* What is asked: Reproduce, without any change, the lines of the records below from the line containing "Q: Point to every instance of the dark curly" through the end of the records.

Coordinate labeling records:
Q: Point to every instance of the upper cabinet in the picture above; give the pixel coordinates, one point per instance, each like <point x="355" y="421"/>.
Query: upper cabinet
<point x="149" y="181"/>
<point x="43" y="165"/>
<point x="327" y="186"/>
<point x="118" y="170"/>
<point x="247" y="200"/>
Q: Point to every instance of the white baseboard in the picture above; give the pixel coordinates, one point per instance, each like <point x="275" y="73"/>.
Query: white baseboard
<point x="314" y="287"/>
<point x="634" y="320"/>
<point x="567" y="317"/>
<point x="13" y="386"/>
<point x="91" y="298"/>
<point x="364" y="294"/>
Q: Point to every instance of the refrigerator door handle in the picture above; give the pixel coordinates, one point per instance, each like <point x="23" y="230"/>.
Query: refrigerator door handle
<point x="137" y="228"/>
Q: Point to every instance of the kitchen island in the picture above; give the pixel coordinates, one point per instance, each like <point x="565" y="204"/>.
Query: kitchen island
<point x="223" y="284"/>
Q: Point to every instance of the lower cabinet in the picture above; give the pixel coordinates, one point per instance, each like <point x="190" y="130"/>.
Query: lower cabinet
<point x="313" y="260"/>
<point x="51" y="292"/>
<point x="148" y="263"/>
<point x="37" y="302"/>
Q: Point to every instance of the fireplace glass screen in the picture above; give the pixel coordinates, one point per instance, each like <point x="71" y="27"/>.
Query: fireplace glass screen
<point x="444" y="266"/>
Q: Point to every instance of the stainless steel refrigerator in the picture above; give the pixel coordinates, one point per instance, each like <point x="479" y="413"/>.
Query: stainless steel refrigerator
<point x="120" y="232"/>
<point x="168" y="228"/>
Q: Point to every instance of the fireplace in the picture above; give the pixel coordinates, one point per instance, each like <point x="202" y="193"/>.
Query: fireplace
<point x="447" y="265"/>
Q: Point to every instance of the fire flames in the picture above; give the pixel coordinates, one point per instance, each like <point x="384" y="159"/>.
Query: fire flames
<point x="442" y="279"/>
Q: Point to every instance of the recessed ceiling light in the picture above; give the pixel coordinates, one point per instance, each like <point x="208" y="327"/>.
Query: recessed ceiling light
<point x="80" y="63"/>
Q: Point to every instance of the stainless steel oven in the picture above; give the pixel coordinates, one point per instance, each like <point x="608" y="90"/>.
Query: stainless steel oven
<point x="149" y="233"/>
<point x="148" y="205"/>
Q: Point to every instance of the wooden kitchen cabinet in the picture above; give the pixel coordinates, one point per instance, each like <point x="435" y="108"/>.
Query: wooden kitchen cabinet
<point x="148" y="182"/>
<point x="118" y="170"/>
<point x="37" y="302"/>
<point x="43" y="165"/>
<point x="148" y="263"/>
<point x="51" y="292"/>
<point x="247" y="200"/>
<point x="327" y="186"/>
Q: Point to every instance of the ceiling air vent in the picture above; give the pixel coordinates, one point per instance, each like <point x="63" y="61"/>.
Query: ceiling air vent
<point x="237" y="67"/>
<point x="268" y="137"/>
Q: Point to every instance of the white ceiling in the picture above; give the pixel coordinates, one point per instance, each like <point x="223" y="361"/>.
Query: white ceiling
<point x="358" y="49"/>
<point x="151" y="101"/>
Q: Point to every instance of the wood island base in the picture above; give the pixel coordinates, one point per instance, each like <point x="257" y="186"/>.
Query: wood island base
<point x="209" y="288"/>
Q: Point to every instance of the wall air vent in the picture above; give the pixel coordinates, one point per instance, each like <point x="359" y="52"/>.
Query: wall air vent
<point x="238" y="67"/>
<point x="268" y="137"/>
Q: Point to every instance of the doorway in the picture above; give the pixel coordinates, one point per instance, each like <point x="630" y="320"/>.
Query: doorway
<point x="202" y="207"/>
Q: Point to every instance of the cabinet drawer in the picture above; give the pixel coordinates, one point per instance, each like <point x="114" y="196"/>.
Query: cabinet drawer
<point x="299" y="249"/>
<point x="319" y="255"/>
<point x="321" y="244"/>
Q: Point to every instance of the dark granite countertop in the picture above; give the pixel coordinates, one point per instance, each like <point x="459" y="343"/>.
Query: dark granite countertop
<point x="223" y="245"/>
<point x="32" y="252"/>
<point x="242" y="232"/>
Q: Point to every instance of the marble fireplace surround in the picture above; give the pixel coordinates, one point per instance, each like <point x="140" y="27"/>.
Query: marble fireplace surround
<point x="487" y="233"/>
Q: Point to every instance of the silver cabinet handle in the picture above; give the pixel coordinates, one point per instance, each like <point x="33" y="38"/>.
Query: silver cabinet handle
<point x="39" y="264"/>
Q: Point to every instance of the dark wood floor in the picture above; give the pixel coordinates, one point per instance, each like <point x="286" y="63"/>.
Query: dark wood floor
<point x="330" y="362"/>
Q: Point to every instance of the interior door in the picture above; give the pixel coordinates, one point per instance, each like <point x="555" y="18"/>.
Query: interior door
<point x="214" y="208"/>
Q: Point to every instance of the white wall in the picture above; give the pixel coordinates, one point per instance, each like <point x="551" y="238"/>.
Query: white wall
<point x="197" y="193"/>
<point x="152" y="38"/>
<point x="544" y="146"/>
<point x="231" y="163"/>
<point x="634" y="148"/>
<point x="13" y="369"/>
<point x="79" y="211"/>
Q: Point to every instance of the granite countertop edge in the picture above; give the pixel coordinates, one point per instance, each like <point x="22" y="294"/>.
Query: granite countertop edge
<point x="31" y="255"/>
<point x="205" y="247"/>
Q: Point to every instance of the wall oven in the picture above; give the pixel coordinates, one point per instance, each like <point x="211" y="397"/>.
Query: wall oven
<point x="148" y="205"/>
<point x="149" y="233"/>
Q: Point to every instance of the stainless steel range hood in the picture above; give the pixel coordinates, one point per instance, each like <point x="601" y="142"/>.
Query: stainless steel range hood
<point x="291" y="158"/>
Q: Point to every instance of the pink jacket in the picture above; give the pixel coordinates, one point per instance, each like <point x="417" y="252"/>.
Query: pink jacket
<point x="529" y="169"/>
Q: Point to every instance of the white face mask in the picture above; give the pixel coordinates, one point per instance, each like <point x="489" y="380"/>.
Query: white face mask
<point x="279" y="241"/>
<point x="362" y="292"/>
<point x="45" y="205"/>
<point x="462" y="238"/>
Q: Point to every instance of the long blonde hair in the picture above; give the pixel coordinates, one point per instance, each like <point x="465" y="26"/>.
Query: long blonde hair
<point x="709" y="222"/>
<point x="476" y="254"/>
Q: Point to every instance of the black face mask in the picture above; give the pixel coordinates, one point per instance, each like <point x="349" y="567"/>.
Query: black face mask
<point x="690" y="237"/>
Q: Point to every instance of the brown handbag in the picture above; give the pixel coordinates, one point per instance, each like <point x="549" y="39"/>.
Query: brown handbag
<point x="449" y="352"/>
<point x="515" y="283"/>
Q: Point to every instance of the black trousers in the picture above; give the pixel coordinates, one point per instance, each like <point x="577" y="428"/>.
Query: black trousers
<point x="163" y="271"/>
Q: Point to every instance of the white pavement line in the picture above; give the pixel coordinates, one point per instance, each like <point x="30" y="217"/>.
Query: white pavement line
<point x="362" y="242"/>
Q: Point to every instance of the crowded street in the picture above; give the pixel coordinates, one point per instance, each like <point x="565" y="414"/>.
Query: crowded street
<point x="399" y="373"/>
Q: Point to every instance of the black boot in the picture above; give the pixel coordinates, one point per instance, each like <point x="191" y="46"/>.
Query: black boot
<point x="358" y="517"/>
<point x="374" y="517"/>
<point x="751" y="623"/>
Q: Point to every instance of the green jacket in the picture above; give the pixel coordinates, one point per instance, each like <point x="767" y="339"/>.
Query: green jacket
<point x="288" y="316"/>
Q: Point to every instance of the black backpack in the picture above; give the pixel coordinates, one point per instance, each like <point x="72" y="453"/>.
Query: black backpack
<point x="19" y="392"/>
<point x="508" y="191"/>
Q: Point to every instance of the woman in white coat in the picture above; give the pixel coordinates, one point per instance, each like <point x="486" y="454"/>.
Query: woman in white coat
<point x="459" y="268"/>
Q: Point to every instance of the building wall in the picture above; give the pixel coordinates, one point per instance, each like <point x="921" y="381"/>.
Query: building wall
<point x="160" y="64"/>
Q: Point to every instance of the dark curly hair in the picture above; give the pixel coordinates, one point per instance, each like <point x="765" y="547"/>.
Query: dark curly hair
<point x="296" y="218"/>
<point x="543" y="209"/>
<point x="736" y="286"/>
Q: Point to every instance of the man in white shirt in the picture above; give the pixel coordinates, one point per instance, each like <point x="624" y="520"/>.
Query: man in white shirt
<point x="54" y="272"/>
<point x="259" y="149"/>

* Written answer:
Q: Point to every instance of the dark curly hair in the picture above; give the pixel coordinates, one point per instance, each like <point x="765" y="547"/>.
Query: dark curly hair
<point x="296" y="218"/>
<point x="543" y="209"/>
<point x="736" y="286"/>
Q: Point to every instance of the man in white shirt in the picture above; give the pixel coordinates, one point per instance, each like <point x="624" y="520"/>.
Query: man in white shirt
<point x="54" y="272"/>
<point x="259" y="149"/>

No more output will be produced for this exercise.